The Many Faces of Cloud Data Platforms: Data Warehouse, Data Lake, and Data Fabric
If your organization is looking into ways of improving the cost, efficiency, and value-generation potential of big data, you have likely considered different cloud data storage platforms and data management architectures. However, the pressing question is, which approach should you go for? We attempt to provide a detailed answer in this post.
The Three Types of Cloud Data Storage Solutions
The universe of cloud data storage services can be hard to navigate. Below is a recap of the three main approaches to designing your cloud-based data storage architecture.
What is a Data Warehouse?
Data warehouse (DW) is a system for aggregating data from connected databases – and then transforming and storing it in an analytics-ready state. The main benefits of a data warehouse are effective data consolidation, fast pre-processing, and easy self-access for business users. The key constraint of using a data warehouse solution is the need to pre-transform all data using standard schemas. This increases the usage costs and reduces scalability potential.

▶ _INSTRUCTIONS_:
1/ In the cloud data platforms post, rewrite the passage starting with "The Three Types" and going on through "a Data Warehouse?", putting "explore" in place of "navigate".
2/ According to the cloud data platforms post, what is the key constraint of using a data warehouse solution?

▶ _MATERIAL SUPPLIED_:
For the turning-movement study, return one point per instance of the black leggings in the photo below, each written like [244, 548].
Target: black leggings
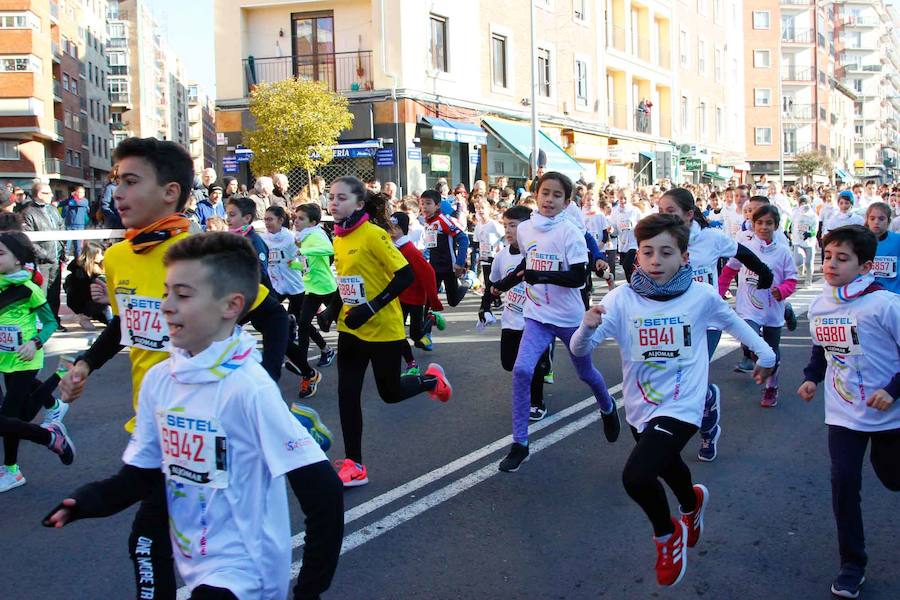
[509, 349]
[847, 448]
[271, 321]
[658, 455]
[354, 356]
[18, 386]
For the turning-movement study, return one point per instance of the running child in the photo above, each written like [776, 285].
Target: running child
[763, 309]
[513, 320]
[658, 322]
[855, 327]
[420, 297]
[371, 275]
[553, 268]
[214, 427]
[878, 220]
[447, 244]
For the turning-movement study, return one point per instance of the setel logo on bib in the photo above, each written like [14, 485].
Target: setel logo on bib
[661, 338]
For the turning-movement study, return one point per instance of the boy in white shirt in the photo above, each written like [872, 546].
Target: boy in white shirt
[659, 322]
[855, 327]
[215, 426]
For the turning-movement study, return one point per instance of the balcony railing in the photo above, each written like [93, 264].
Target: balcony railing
[341, 71]
[795, 73]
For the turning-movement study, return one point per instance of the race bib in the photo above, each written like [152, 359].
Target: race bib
[837, 335]
[10, 338]
[352, 290]
[543, 261]
[429, 238]
[515, 298]
[195, 450]
[142, 322]
[885, 267]
[660, 338]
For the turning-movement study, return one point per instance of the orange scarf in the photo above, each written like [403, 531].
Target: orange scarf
[144, 240]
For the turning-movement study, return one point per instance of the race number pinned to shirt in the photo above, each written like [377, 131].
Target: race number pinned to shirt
[837, 335]
[195, 449]
[429, 237]
[142, 322]
[10, 338]
[660, 338]
[885, 267]
[352, 290]
[543, 261]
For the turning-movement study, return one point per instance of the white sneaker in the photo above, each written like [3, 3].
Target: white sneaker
[10, 480]
[55, 414]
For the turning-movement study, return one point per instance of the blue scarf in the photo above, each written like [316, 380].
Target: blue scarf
[642, 284]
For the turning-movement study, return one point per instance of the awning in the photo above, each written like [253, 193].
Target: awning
[455, 131]
[517, 138]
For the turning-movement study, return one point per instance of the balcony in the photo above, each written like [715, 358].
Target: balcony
[341, 71]
[797, 73]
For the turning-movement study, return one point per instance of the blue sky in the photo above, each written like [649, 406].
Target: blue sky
[189, 24]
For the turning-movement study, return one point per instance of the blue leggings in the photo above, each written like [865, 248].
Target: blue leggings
[535, 340]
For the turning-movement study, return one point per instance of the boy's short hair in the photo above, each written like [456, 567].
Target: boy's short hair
[231, 261]
[171, 162]
[863, 241]
[245, 205]
[653, 225]
[766, 209]
[517, 213]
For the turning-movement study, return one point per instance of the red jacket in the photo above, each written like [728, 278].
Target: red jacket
[424, 289]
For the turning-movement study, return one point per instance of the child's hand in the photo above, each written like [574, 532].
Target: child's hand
[60, 515]
[880, 400]
[26, 351]
[807, 390]
[760, 374]
[594, 316]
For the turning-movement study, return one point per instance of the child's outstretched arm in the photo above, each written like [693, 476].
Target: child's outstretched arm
[321, 497]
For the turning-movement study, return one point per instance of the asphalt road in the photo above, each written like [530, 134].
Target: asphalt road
[439, 521]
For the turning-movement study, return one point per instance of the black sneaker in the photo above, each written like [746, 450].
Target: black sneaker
[790, 319]
[611, 425]
[517, 455]
[847, 583]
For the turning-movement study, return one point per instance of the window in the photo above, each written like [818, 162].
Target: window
[762, 59]
[499, 64]
[763, 136]
[544, 73]
[760, 19]
[437, 47]
[9, 150]
[581, 82]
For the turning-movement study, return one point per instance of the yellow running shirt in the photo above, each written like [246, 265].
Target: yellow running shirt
[366, 260]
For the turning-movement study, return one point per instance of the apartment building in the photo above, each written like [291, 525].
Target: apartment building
[202, 129]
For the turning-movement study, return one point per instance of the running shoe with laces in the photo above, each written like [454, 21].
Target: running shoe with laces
[60, 442]
[537, 413]
[709, 444]
[848, 582]
[693, 521]
[352, 474]
[326, 357]
[518, 453]
[671, 561]
[442, 390]
[313, 423]
[10, 480]
[308, 385]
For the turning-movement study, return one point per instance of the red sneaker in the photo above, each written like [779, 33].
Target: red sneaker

▶ _ANSWERS PER TASK_:
1/
The Three Types of Cloud Data Storage Solutions
The universe of cloud data storage services can be hard to explore. Below is a recap of the three main approaches to designing your cloud-based data storage architecture.
What is a Data Warehouse?

2/ The need to pre-transform all data using standard schemas.